Saved entries:
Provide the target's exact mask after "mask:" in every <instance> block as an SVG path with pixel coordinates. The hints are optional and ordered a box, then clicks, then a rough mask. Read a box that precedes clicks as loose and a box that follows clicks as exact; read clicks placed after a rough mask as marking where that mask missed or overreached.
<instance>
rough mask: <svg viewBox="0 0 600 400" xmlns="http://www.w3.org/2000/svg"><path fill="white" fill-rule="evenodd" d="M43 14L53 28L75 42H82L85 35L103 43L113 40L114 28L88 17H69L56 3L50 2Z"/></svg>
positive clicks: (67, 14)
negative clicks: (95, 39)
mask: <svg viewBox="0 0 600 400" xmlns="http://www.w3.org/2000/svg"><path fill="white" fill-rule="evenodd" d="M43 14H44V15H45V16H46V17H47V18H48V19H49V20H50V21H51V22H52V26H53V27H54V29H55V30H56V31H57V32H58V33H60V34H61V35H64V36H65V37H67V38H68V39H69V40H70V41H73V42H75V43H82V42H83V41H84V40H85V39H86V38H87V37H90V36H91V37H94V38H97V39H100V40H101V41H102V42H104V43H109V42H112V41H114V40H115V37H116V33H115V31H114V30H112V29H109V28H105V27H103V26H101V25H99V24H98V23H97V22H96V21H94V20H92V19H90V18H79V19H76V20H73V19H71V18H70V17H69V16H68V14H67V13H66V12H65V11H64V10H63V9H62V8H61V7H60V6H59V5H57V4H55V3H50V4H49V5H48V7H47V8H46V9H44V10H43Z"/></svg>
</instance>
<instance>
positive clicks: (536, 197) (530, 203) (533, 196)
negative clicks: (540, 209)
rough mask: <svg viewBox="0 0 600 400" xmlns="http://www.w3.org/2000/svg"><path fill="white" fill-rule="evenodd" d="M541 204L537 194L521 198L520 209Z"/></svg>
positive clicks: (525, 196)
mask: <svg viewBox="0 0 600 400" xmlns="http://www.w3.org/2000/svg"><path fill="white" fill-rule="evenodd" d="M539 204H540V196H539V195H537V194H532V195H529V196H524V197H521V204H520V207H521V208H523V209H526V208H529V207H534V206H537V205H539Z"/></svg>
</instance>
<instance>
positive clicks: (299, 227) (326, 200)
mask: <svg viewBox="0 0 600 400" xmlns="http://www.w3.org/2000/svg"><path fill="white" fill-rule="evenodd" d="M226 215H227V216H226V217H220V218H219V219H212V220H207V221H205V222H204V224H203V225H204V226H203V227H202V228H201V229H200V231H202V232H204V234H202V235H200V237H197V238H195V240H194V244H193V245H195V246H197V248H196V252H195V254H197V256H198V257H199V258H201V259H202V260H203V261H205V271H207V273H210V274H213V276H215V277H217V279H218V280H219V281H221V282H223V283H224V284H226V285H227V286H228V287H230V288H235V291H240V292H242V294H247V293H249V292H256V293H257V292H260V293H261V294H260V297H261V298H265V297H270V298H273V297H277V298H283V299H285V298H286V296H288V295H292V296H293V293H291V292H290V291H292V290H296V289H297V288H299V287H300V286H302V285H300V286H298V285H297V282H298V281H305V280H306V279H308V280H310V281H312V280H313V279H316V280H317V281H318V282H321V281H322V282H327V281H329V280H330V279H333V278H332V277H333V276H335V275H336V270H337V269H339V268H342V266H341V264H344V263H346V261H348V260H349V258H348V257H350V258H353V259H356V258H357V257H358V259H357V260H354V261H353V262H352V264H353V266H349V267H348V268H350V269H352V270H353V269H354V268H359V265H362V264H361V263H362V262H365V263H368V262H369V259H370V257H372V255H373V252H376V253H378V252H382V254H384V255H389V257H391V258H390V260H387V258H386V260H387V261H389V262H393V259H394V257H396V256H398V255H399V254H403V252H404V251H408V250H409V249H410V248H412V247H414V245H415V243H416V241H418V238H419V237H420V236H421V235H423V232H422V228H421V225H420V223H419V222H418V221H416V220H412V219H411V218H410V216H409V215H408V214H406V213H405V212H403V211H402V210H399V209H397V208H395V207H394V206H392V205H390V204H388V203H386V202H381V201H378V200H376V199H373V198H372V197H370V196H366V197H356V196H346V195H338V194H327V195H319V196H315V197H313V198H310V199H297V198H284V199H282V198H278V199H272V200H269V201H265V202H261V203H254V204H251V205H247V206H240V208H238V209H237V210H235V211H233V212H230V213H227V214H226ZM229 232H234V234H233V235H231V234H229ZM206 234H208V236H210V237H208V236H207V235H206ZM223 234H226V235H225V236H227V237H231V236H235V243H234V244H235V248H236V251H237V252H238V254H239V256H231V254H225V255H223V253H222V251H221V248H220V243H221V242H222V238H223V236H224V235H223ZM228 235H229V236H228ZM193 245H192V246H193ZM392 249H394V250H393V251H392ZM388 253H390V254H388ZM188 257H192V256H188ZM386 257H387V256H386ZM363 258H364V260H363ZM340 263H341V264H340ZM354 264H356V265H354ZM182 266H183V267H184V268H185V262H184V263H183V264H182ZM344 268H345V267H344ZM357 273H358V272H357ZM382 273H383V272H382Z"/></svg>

▶ What is being asked
Take every line from the data above that holds "rough" and copy it out.

▶ Response below
Provide the target's exact mask after "mask:" in every <instance> block as an SVG path with pixel coordinates. The hints are optional and ordered a box, then clicks, then a rough mask. Read a box that precedes clicks as loose and a box that follows clicks as exact; read clicks placed after a rough mask as marking where that mask missed or overreached.
rough mask: <svg viewBox="0 0 600 400" xmlns="http://www.w3.org/2000/svg"><path fill="white" fill-rule="evenodd" d="M43 14L53 28L75 42H82L85 35L103 43L113 40L114 28L88 17H69L56 3L50 2Z"/></svg>
rough mask: <svg viewBox="0 0 600 400" xmlns="http://www.w3.org/2000/svg"><path fill="white" fill-rule="evenodd" d="M541 204L537 194L521 198L520 209Z"/></svg>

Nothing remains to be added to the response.